◆ 記事
● ● ● ● ● ● ●
教材のテーマは「AI導入プロジェクトを一気通貫で疑似体験する内容」と「データドリブンなDX推進を一気通貫で疑似体験する内容」の2種類があり、各回で参加者の希望に沿うものを選択できます。一部のケーススタディ課題は、先述した「AI Quest」で行われた企業研修プログラムでの取り組み内容がベースになっており、自主学習であってもDXのリアルを感じてもらおうという意思が感じられました。

取り組んだケーススタディ課題は、各マイルストーンでの提出物および提出状況、中間と最後に行われる参加者間レビューの結果に基づき評価され、最後に「Gold」もしくは「Silver」の修了証が付与されます。それぞれの発行基準は以下の通り。

  • 修了証「Gold」: 各マイルストーンごとに指定されている提出物(中間と最終の相互レビューも含む)を、全て締め切りに遅延なく提出・完遂した
  • 修了証「Silver」: 1つ以上の提出物に遅延があったものの、課題の提出自体は全て行われた

課題の評価は前期と後期でそれぞれ行われるため、最大で修了証を2つもらうことが可能。このほかにも、課題ごとに相互レビュー結果に応じた順位付けがなされ、全体の上位5%に食い込むとその方は「総合優秀賞」として表彰されます。また、参加者相互レビューで上位20%以内の順位に入ると、中間であれば「AI優秀賞」もしくは「DS優秀賞」として、最終であれば「プレゼン優秀賞」としても表彰されます。

しかし、回答例や他者の内容からのコピペなど、提出物のクオリティが著しいレベルで趣旨にそぐわない場合、上記を満たしていても修了証が付与されないことがあるとのこと。先述の実施報告書に、2022年度のケーススタディ教育プログラムの修了率は約6割の記載があることから、これは決して嘘ではなさそうです。参加者間の相互レビューによる自浄作用が働いていると考えられる一方、業務都合などで途中脱落した参加者もそれなりにいると思われるので、今後参加しようと考えている方は、せめて実施スケジュールをよく確認した方がいいかもしれません。

なお、2022年度プログラムで出されたケーススタディ課題の一部は、サンプル問題として上述した報告書と同じページよりされています。

ケーススタディ教育プログラムの表彰結果と、その進め方

私は昨年度プログラムのケーススタディ課題を前期と後期の2回、テーマはいずれも「データドリブンなDX推進を一気通貫で疑似体験する内容」を選択して受けています。そして、前期・後期とも、全ての提出物を遅延なく提出・完走したため修了証「Gold」を取得し、前期のケーススタディ課題ではなんと「総合優秀賞」のひとりに選ばれました。後期のほうも「プレゼン優秀賞」のひとりに選ばれているので、プログラム全体を通じ、IT人材として十分な能力があることを示すことができたのではないかと思います。
● ● ● ● ● ● ●
◆ 提供データ
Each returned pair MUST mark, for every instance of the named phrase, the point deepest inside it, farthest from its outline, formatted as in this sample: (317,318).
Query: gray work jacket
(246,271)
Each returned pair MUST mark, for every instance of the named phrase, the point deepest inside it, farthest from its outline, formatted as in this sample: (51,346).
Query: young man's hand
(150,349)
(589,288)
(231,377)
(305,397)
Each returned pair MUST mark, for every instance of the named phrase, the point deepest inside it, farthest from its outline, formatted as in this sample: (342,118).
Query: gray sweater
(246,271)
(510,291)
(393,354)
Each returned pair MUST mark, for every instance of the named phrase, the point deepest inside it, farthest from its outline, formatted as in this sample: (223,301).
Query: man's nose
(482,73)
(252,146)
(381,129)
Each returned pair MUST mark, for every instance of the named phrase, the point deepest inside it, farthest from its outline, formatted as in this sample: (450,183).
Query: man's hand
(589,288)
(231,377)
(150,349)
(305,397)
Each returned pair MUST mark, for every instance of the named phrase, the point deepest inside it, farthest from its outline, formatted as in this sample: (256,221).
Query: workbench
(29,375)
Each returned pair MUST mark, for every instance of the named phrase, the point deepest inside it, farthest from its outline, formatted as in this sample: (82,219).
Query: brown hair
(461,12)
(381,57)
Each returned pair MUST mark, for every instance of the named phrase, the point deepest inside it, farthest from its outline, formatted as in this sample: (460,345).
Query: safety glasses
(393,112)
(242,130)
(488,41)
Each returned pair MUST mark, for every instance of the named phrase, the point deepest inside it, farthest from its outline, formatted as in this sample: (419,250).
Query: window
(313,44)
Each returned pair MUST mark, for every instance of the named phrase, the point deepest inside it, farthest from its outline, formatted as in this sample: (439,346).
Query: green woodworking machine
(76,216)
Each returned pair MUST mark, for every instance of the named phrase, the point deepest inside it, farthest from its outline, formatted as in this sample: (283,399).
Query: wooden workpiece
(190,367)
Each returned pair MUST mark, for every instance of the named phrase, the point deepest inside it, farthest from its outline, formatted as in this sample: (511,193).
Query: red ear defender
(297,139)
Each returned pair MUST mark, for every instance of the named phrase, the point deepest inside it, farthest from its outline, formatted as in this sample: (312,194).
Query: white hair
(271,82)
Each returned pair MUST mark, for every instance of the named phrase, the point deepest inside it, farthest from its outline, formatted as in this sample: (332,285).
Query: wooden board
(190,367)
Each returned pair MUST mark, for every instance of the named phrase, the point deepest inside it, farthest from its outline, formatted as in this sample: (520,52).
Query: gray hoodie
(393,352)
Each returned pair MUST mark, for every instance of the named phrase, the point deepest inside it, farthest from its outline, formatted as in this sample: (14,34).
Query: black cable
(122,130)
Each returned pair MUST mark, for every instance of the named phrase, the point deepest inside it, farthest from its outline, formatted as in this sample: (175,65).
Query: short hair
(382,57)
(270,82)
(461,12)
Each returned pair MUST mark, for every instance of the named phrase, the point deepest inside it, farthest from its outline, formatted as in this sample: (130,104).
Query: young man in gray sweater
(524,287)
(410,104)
● ● ● ● ● ● ●
◆ 課題
1 – 記事の「しかし、回答例や他者の内容か」から「きたのではないかと思います。」まで(両端を含む)を、「修了率」を「完了率」に置き換えて書き直すこと。
2 – レコードのうち、「this sample: (312,194).」を含む行からレコードの末尾まで(両端を含む)を、一字も変えずにそのまま繰り返すこと。
記事とレコードは、それぞれ別の出典から取られたものである。

◆ 回答
1 –
しかし、回答例や他者の内容からのコピペなど、提出物のクオリティが著しいレベルで趣旨にそぐわない場合、上記を満たしていても修了証が付与されないことがあるとのこと。先述の実施報告書に、2022年度のケーススタディ教育プログラムの完了率は約6割の記載があることから、これは決して嘘ではなさそうです。参加者間の相互レビューによる自浄作用が働いていると考えられる一方、業務都合などで途中脱落した参加者もそれなりにいると思われるので、今後参加しようと考えている方は、せめて実施スケジュールをよく確認した方がいいかもしれません。

なお、2022年度プログラムで出されたケーススタディ課題の一部は、サンプル問題として上述した報告書と同じページよりされています。

ケーススタディ教育プログラムの表彰結果と、その進め方

私は昨年度プログラムのケーススタディ課題を前期と後期の2回、テーマはいずれも「データドリブンなDX推進を一気通貫で疑似体験する内容」を選択して受けています。そして、前期・後期とも、全ての提出物を遅延なく提出・完走したため修了証「Gold」を取得し、前期のケーススタディ課題ではなんと「総合優秀賞」のひとりに選ばれました。後期のほうも「プレゼン優秀賞」のひとりに選ばれているので、プログラム全体を通じ、IT人材として十分な能力があることを示すことができたのではないかと思います。

2 –
Each returned pair MUST mark, for every instance of the named phrase, the point deepest inside it, farthest from its outline, formatted as in this sample: (312,194).
Query: white hair
(271,82)
Each returned pair MUST mark, for every instance of the named phrase, the point deepest inside it, farthest from its outline, formatted as in this sample: (332,285).
Query: wooden board
(190,367)
Each returned pair MUST mark, for every instance of the named phrase, the point deepest inside it, farthest from its outline, formatted as in this sample: (520,52).
Query: gray hoodie
(393,352)
Each returned pair MUST mark, for every instance of the named phrase, the point deepest inside it, farthest from its outline, formatted as in this sample: (14,34).
Query: black cable
(122,130)
Each returned pair MUST mark, for every instance of the named phrase, the point deepest inside it, farthest from its outline, formatted as in this sample: (175,65).
Query: short hair
(382,57)
(270,82)
(461,12)
Each returned pair MUST mark, for every instance of the named phrase, the point deepest inside it, farthest from its outline, formatted as in this sample: (130,104).
Query: young man in gray sweater
(524,287)
(410,104)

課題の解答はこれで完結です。